§ **ACTIVITY**
Set down the records that follow exactly and completely.

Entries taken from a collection
#####

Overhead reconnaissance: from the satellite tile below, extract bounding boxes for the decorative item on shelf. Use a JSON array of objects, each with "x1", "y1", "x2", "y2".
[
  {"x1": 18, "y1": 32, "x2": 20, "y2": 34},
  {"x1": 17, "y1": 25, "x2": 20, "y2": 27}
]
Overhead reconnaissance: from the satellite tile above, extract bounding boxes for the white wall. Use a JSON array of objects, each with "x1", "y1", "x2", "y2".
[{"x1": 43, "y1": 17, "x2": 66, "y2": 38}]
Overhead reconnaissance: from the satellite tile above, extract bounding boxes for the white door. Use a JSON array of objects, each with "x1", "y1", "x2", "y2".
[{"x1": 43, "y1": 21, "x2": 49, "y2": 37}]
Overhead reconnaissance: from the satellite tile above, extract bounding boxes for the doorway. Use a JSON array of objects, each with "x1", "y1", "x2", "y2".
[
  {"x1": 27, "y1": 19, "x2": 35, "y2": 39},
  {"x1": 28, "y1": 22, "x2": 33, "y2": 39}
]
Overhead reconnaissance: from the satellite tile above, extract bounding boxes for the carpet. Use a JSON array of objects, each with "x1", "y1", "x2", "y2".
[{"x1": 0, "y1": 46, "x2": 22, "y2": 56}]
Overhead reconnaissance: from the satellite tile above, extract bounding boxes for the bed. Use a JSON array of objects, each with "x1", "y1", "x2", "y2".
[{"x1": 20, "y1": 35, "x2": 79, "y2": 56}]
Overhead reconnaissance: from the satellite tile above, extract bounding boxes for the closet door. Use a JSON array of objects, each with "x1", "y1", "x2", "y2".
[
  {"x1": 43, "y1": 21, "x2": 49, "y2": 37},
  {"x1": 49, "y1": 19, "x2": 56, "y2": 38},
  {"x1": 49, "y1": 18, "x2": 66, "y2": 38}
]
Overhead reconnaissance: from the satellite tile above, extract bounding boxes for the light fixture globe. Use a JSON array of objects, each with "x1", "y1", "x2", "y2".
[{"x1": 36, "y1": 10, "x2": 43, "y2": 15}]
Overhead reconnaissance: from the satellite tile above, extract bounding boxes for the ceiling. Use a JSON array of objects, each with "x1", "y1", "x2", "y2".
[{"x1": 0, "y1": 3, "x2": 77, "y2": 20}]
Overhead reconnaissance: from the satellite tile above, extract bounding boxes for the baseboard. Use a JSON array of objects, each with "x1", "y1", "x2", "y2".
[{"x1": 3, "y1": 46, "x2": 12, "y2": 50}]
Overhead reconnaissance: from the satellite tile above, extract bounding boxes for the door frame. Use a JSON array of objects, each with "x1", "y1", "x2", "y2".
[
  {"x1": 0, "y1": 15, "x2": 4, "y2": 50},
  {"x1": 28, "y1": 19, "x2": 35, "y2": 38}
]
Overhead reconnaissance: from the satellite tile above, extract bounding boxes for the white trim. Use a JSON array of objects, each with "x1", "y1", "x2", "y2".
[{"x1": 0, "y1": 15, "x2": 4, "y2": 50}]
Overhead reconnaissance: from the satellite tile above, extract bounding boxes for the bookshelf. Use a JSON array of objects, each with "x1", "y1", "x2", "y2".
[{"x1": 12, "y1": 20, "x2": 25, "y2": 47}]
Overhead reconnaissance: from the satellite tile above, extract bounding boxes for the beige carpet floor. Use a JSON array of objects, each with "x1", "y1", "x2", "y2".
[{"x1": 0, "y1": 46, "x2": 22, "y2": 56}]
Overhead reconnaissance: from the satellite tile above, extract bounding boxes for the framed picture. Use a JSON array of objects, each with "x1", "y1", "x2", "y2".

#####

§ **RESPONSE FOR THIS EXERCISE**
Overhead reconnaissance: from the satellite tile below, extract bounding boxes for the decorative item on shelf. Use a JSON array of objects, each with "x1", "y1", "x2", "y2".
[
  {"x1": 18, "y1": 32, "x2": 20, "y2": 34},
  {"x1": 17, "y1": 25, "x2": 20, "y2": 27}
]
Overhead reconnaissance: from the satellite tile above, extract bounding boxes for the white wall. Use a JSON array of objects, each with "x1", "y1", "x2", "y2".
[{"x1": 43, "y1": 17, "x2": 66, "y2": 38}]
Overhead reconnaissance: from the satellite tile above, extract bounding boxes for the white door. Use a JSON array of objects, each with "x1", "y1", "x2", "y2".
[{"x1": 43, "y1": 21, "x2": 49, "y2": 37}]
Overhead reconnaissance: from the satellite tile above, extract bounding boxes for the doorway. Use a JSON array of objects, each with "x1", "y1", "x2", "y2".
[
  {"x1": 27, "y1": 19, "x2": 35, "y2": 39},
  {"x1": 28, "y1": 22, "x2": 33, "y2": 39}
]
Overhead reconnaissance: from the satellite tile above, extract bounding boxes for the carpet. Use a JSON array of objects, each with "x1", "y1", "x2", "y2".
[{"x1": 0, "y1": 46, "x2": 22, "y2": 56}]
Overhead reconnaissance: from the satellite tile above, extract bounding boxes for the bed. Use a JSON array of objects, each with "x1", "y1", "x2", "y2".
[{"x1": 20, "y1": 35, "x2": 79, "y2": 56}]
Overhead reconnaissance: from the satellite tile above, extract bounding boxes for the closet door. Use a JSON array of objects, each with "x1", "y1", "x2", "y2".
[
  {"x1": 43, "y1": 21, "x2": 49, "y2": 37},
  {"x1": 49, "y1": 19, "x2": 56, "y2": 38},
  {"x1": 49, "y1": 18, "x2": 66, "y2": 38}
]
Overhead reconnaissance: from the satellite tile above, extract bounding boxes for the light fixture globe. Use a JSON array of objects, each with "x1", "y1", "x2", "y2".
[{"x1": 36, "y1": 10, "x2": 43, "y2": 15}]
Overhead reconnaissance: from the satellite tile above, extract bounding boxes for the ceiling. Use a JSON array of objects, each with "x1", "y1", "x2", "y2".
[{"x1": 0, "y1": 3, "x2": 77, "y2": 20}]
Overhead reconnaissance: from the satellite tile above, extract bounding boxes for the baseboard. Use a JSON array of objects, each with "x1", "y1", "x2", "y2".
[{"x1": 3, "y1": 46, "x2": 12, "y2": 50}]
Overhead reconnaissance: from the satellite tile above, extract bounding boxes for the door frame. Use a JSON array of objects, each with "x1", "y1", "x2", "y2".
[
  {"x1": 0, "y1": 15, "x2": 4, "y2": 50},
  {"x1": 28, "y1": 19, "x2": 35, "y2": 38}
]
Overhead reconnaissance: from the satellite tile above, extract bounding boxes for the white trim. Use a JSON array of objects, each with "x1", "y1", "x2", "y2".
[{"x1": 0, "y1": 15, "x2": 4, "y2": 50}]
Overhead reconnaissance: from the satellite tile above, extract bounding boxes for the bookshelf. Use a JSON array of objects, each with "x1", "y1", "x2", "y2".
[{"x1": 12, "y1": 20, "x2": 25, "y2": 47}]
Overhead reconnaissance: from the satellite tile above, extract bounding boxes for the beige carpet floor. Use a JSON array of objects, each with "x1", "y1", "x2", "y2".
[{"x1": 0, "y1": 46, "x2": 22, "y2": 56}]
Overhead reconnaissance: from the satellite tile above, extract bounding boxes for the framed picture. Use a JSON array of objects, each with "x1", "y1", "x2", "y2".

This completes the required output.